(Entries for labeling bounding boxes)

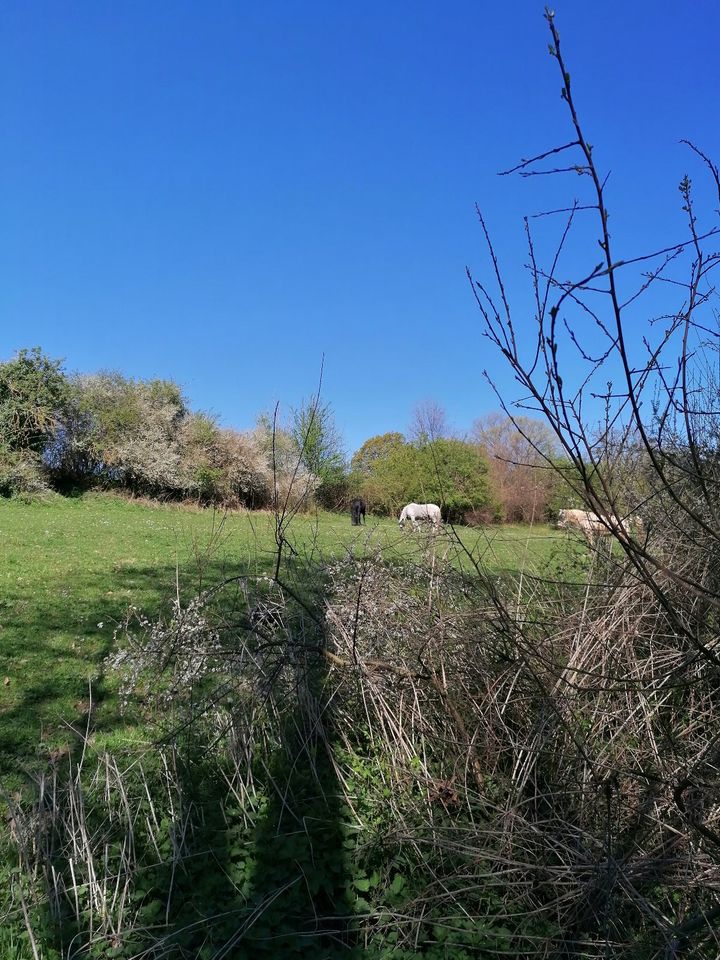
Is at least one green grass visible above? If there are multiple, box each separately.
[0,494,564,788]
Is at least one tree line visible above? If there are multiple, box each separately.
[0,347,567,522]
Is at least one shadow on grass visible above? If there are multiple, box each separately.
[9,564,354,960]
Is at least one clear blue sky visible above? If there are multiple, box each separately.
[0,0,720,451]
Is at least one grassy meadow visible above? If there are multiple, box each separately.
[0,494,566,787]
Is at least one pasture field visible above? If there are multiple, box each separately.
[0,494,567,789]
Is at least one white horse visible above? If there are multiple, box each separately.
[558,510,645,546]
[398,503,441,530]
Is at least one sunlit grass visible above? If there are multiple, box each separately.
[0,495,565,782]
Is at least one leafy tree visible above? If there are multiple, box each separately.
[355,434,493,520]
[472,412,569,523]
[0,347,68,453]
[290,400,347,507]
[51,373,187,495]
[350,432,405,476]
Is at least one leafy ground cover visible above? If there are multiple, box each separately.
[0,494,572,960]
[0,495,565,785]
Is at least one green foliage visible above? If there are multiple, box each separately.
[355,434,492,521]
[350,432,405,478]
[0,347,68,453]
[0,447,48,497]
[290,400,345,486]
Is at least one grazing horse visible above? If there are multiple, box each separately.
[558,510,645,546]
[398,503,442,530]
[350,497,365,527]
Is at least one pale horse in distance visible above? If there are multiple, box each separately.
[398,503,441,530]
[558,510,645,545]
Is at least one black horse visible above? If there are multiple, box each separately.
[350,497,365,527]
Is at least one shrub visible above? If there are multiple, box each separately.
[0,448,49,497]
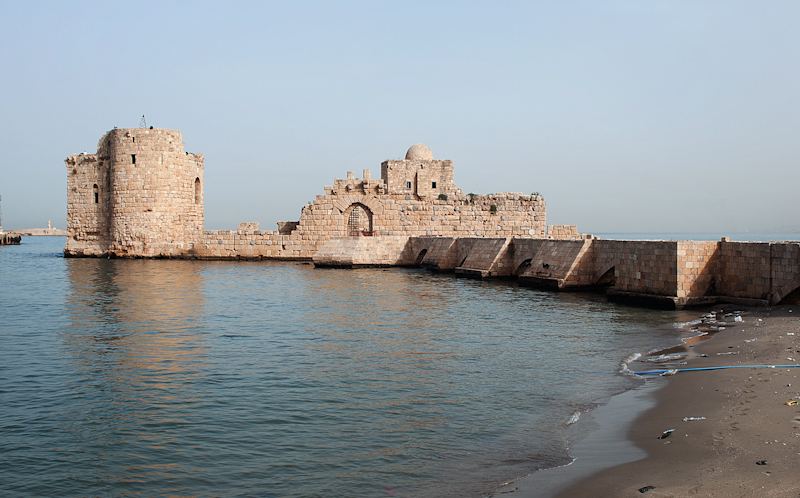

§ Description of the task
Format the stretch from the start of the data above through the line containing "[0,347,567,522]" as a JSON list of strings, one per line, with blank lines omitted. Leave the pictures out of the list.

§ Response to this task
[
  "Is at least one green grass visible above? If there are multiple, box each separately.",
  "[0,494,564,788]",
  "Is at least one tree line visible above? If there are multiple, box each separately.",
  "[0,347,567,522]"
]